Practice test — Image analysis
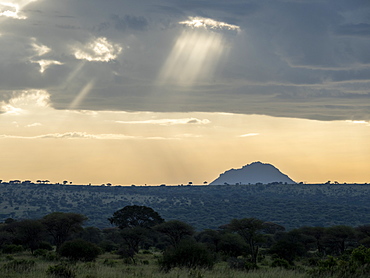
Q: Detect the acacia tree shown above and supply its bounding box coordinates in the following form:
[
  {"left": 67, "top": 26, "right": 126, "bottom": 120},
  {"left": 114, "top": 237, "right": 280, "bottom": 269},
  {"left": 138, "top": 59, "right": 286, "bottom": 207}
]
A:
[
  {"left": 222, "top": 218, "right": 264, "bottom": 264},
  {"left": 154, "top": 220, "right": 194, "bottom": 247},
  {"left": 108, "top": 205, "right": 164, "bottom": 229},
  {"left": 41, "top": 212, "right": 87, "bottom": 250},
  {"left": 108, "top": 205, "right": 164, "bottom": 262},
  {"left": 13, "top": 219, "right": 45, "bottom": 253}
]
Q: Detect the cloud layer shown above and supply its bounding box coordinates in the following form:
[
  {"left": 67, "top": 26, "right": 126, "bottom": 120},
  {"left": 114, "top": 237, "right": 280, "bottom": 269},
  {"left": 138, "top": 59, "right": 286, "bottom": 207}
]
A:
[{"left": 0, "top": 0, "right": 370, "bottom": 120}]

* * *

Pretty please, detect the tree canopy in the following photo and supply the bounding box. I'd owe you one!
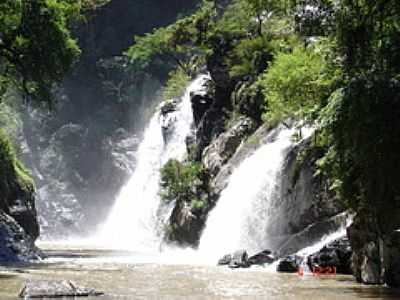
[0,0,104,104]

Given task
Starting at the line that has "Pretty please, detect" and ending after the line that has "[0,0,104,104]", write those lines of data again with "tree canopy" swapped for "forest canopy" and nothing else changed. Omit the picture.

Output of the task
Pretty please, detect the forest canopy in the following photo and supply the bounding box. I'd owe you one!
[0,0,104,104]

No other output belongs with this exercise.